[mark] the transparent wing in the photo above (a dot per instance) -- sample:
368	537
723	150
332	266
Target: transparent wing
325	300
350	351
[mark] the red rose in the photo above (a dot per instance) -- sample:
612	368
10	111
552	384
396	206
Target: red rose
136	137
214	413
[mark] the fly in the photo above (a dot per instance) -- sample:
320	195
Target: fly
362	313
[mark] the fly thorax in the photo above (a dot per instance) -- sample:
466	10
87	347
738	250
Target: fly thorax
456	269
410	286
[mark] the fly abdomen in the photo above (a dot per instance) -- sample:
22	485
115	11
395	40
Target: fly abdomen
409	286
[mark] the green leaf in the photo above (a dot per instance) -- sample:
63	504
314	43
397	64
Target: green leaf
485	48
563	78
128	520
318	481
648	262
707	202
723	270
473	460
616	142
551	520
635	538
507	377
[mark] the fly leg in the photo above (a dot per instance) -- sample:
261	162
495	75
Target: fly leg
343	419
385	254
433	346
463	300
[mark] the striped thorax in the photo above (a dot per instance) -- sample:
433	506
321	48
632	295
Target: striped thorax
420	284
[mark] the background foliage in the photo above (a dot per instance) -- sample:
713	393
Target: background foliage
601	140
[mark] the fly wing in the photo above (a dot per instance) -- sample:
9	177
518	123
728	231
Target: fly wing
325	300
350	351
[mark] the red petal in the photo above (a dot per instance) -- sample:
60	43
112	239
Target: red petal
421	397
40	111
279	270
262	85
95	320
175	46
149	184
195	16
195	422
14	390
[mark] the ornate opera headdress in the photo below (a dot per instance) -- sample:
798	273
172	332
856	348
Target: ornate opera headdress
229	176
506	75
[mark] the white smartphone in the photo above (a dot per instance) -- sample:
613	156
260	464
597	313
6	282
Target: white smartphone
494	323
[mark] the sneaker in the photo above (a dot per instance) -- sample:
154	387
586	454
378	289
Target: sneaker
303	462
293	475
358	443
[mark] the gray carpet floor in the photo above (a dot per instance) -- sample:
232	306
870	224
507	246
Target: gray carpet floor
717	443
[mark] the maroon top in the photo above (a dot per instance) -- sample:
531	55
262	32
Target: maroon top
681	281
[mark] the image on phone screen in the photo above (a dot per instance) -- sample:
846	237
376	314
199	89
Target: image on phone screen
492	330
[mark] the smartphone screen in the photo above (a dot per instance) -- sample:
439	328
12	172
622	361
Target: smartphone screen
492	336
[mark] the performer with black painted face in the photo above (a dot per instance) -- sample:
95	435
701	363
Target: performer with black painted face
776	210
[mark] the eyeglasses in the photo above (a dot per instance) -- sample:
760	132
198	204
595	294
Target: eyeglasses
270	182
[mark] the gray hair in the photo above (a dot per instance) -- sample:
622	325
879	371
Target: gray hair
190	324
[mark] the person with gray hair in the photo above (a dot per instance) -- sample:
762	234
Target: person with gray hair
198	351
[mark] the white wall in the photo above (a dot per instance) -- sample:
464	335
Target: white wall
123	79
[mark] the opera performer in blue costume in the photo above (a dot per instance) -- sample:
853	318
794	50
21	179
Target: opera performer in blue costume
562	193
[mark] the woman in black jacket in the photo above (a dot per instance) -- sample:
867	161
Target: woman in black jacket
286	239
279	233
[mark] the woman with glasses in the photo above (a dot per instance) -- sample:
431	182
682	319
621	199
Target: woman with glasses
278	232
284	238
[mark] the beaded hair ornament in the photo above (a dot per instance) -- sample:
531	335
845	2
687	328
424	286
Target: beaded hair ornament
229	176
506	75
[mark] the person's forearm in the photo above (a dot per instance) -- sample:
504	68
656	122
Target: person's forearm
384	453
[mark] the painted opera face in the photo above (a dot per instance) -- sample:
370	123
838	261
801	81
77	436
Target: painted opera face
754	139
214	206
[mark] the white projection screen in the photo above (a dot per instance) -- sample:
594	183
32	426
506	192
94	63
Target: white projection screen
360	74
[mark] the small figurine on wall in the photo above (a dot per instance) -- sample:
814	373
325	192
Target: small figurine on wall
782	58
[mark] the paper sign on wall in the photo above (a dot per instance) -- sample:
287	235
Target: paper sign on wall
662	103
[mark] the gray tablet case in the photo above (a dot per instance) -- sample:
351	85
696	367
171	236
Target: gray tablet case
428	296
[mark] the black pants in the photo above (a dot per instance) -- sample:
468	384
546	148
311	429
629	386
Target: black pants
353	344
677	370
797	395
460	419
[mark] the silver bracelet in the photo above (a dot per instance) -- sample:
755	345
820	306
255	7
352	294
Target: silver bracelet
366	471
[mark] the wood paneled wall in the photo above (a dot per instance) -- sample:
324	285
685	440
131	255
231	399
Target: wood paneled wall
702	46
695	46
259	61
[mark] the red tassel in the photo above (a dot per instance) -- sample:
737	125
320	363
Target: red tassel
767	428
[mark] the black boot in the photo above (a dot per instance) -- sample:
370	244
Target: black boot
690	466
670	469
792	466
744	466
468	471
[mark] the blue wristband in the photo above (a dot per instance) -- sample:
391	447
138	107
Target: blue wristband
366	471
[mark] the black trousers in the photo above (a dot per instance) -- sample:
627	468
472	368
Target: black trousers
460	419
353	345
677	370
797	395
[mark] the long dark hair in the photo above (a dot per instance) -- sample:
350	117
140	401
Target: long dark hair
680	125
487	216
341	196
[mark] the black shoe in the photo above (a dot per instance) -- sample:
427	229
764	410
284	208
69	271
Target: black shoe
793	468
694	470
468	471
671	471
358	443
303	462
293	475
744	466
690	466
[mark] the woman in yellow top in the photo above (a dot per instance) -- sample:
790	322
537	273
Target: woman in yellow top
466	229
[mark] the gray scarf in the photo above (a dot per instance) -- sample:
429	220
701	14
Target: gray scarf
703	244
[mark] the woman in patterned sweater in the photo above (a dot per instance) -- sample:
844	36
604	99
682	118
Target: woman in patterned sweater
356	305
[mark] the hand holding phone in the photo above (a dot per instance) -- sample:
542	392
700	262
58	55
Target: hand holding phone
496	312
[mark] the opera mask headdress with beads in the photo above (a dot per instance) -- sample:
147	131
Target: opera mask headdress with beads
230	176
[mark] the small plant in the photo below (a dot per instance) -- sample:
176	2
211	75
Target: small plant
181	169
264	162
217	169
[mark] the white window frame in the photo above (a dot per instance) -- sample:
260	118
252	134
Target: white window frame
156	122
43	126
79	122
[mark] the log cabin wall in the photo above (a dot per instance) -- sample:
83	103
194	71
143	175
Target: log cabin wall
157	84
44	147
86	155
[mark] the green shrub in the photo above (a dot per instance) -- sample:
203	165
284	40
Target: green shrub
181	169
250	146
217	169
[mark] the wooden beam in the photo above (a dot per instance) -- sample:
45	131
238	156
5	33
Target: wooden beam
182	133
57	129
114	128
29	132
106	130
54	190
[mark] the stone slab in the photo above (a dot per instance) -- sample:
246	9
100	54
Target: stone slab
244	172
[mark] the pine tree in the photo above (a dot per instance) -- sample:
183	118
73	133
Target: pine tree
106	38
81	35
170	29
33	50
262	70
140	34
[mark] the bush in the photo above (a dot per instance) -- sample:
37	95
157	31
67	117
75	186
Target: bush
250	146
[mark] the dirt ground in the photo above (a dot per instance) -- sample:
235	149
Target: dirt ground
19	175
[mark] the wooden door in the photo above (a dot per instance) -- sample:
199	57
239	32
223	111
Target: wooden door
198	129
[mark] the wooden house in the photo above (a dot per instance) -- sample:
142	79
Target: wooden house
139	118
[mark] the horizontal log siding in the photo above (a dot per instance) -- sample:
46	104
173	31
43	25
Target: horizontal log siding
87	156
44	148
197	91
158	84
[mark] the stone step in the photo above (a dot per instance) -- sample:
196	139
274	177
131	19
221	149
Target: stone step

:: Task prompt ::
Write out the whole listing above again, substituting "one point per instance" for every occurrence of "a dot per instance" and leaving all other text untouched.

:: Written answer ::
[mark] the transparent wing in the photo above (one point per instance) -- sample:
368	537
723	150
332	266
Target: transparent wing
325	300
350	351
[mark] the red rose in the photo above (one point per instance) -- sample:
612	368
10	111
552	384
396	206
Target: red rose
136	137
214	413
[mark] the fly in the photo above (one point per instance) -- sample:
320	195
Target: fly
362	313
[mark] the fly thorax in the photo above (one point per instance) -- sample:
466	10
87	347
738	250
Target: fly thorax
456	269
410	286
[mark] the fly abdomen in the photo above (one point per instance) -- sample:
22	485
115	11
395	40
Target: fly abdomen
409	286
[mark] the green leaf in the photo above (one point per instance) -- sample:
63	504
314	43
397	64
Target: green leaf
485	48
563	78
128	520
318	481
648	262
707	202
723	270
473	460
616	142
551	520
635	538
507	377
[mark] the fly leg in the photo above (one point per instance) -- sample:
261	162
495	75
Target: fly leg
343	419
385	254
433	346
463	300
[mark] the striped thorax in the photo above (one point per instance) -- sample:
433	506
321	48
632	295
Target: striped thorax
420	284
[mark] the background foliage in the photo above (one point per instance) -- sample:
713	393
Target: background foliage
601	140
[mark] the fly wing in the photo above (one point per instance) -- sample:
9	177
518	123
728	231
Target: fly wing
325	300
350	351
[mark] the red petal in the photo above (one point per instance) -- sample:
60	43
112	239
Target: red petal
421	397
40	111
279	270
262	85
95	320
175	46
149	184
195	16
195	422
14	390
[mark] the ornate opera headdress in the photo below (one point per instance) -- sample:
798	273
172	332
856	348
Target: ornate opera headdress
229	176
506	75
[mark] the white smartphone in the photo above (one point per instance) -- sample:
613	156
260	464
597	313
6	282
Target: white smartphone
494	323
[mark] the sneaker in the photo above (one point per instance) -- sample:
154	387
586	454
378	289
Target: sneaker
303	462
293	475
358	443
[mark] the gray carpet floor in the photo above (one point per instance) -- sample:
232	306
870	224
507	246
Target: gray carpet floor
717	443
[mark] the maroon top in the photo above (one point per instance) -- sample:
531	55
262	32
Target: maroon top
681	281
[mark] the image on phone screen in the photo above (one point per instance) -- sample:
846	237
376	314
199	89
Target: image on phone screen
492	330
[mark] the smartphone screen in the photo above (one point per instance) -- sample:
439	328
12	172
622	361
Target: smartphone screen
492	336
[mark] the performer with black painted face in the photo above (one point per instance) -- sample:
95	435
701	363
Target: performer with black painted face
776	210
[mark] the eyeglasses in the photo above (one point per instance) -- sample:
760	132
198	204
595	294
Target: eyeglasses
270	182
[mark] the gray hair in the photo above (one point per instance) -- sample:
622	325
879	371
Target: gray hair
190	324
[mark] the person with gray hair in the photo above (one point per instance) -- sample:
762	234
Target: person with gray hair
198	351
[mark] the white wall in the photo above (one point per instance) -- sample:
464	335
Target: white wall
123	79
[mark] the opera performer in blue costume in the photo above (one point per instance) -- sample:
853	318
794	50
21	179
Target: opera performer in blue costume
562	193
[mark] the woman in black jacket in the photo above (one point per instance) -- sample:
867	161
Target: woman in black jacket
286	239
279	233
[mark] the woman with glasses in the photo above (one point per instance) -- sample:
431	182
682	319
621	199
Target: woman with glasses
278	232
284	238
[mark] the beaded hair ornament in the photo above (one point per instance) -- sample:
531	335
845	2
687	328
424	286
Target: beaded hair ornament
229	176
506	75
[mark] the person's forearm in the photo above (one point per instance) -- sample:
504	68
656	122
Target: person's forearm
384	453
[mark] the painted opera face in the photo above (one point per instance) -- sample:
370	123
838	261
801	81
77	436
Target: painted opera face
754	139
214	206
[mark] the white projection screen in the photo above (one point per instance) -- sample:
594	183
32	426
506	192
94	63
Target: white projection screen
360	74
[mark] the small figurine on wall in the photo above (one point per instance) -- sample:
814	373
325	192
Target: small figurine on wall
782	58
[mark] the paper sign on wall in the photo above (one point per instance) -- sample:
287	235
Target: paper sign on wall
662	103
[mark] the gray tablet case in the photo above (one point per instance) -- sample:
351	85
696	367
171	236
Target: gray tablet case
428	296
[mark] the black pants in the photo above (one point per instance) -- sample:
468	384
546	148
311	429
629	386
Target: black pants
353	344
677	370
797	395
460	419
[mark] the silver bracelet in the photo above (one point per instance) -- sample:
755	345
820	306
255	7
352	294
Target: silver bracelet
366	471
[mark] the wood paneled wall in the photo above (one point per instance) -- sample:
324	285
685	440
131	255
231	399
Target: wood paneled wall
702	46
695	46
259	61
[mark] the red tassel in the photo above (one point per instance) -- sample:
737	125
320	363
Target: red tassel
767	428
[mark] the black boot in the photo above (one point per instance) -- sample:
370	244
Target: black boot
690	466
670	469
792	466
744	466
468	471
[mark] the blue wristband in the photo above (one point per instance) -- sample:
391	447
138	107
Target: blue wristband
366	471
[mark] the black trousers in the photo above (one point per instance) -- sample:
627	468
472	368
Target: black trousers
460	419
353	345
677	370
797	395
[mark] the long dark hair in the photo above (one point per instance) -- sample:
350	117
140	401
Target: long dark hair
680	125
487	216
341	196
[mark] the black shoe in the photo above (one point per instance) -- sample:
427	229
764	410
284	208
69	271
Target: black shoe
793	468
694	470
468	471
671	471
358	443
303	462
293	475
744	466
690	466
[mark] the woman in yellow top in the photo above (one point per instance) -- sample:
790	322
537	273
Target: woman in yellow top
466	229
[mark] the gray scarf in the photo above (one point per instance) -- sample:
429	220
701	14
Target: gray scarf
703	244
[mark] the woman in patterned sweater in the photo above (one point per instance) -- sample:
844	36
604	99
682	118
Target: woman in patterned sweater
356	305
[mark] the hand holding phone in the photo above (one point per instance) -- sample:
542	392
700	262
58	55
Target: hand holding phone
496	312
[mark] the opera mask headdress with beads in the photo above (one point per instance) -- sample:
147	131
Target: opera mask headdress with beads
230	176
[mark] the small plant in the photo below (one point per instance) -- sample:
176	2
211	75
Target: small plant
181	169
264	162
217	169
[mark] the white window frame in the photo above (one point per instance) -- sample:
260	118
252	134
Target: white window frame
156	122
43	126
79	122
[mark] the log cabin wall in the photo above (one point per instance) -- sample:
83	103
194	71
143	175
Target: log cabin wall
157	84
44	147
86	155
[mark] the green shrub in the photo above (one point per instance) -- sample:
203	165
284	40
Target: green shrub
181	169
250	146
217	169
[mark] the wooden beam in the photo above (one point per instance) -- sample:
45	131
238	156
5	33
Target: wooden beam
182	133
57	129
114	128
29	132
106	130
54	190
[mark] the stone slab in the photo above (one point per instance) -- sample:
246	9
100	54
Target: stone slab
244	172
[mark] the pine tree in the photo above (one point per instance) -- sample:
183	118
73	133
Target: pine tree
106	38
81	35
170	29
33	50
262	70
140	34
[mark] the bush in the photo above (one point per instance) -- sample:
37	95
157	31
67	117
75	186
Target: bush
250	146
[mark] the dirt ground in the photo above (one point per instance) -- sample:
235	149
Target: dirt ground
19	175
[mark] the wooden door in the photo above (one point per instance) -- sample:
199	57
239	32
223	111
Target: wooden door
198	129
[mark] the wooden house in the photo above (one point per instance) -- sample:
142	79
Target: wooden house
139	118
[mark] the horizontal log siding in the photo above (one point per instance) -- sample:
46	104
173	31
43	25
Target: horizontal log siding
87	156
44	148
197	91
158	84
[mark] the stone step in the photo above (one point per instance) -- sample:
196	139
274	177
131	19
221	149
Target: stone step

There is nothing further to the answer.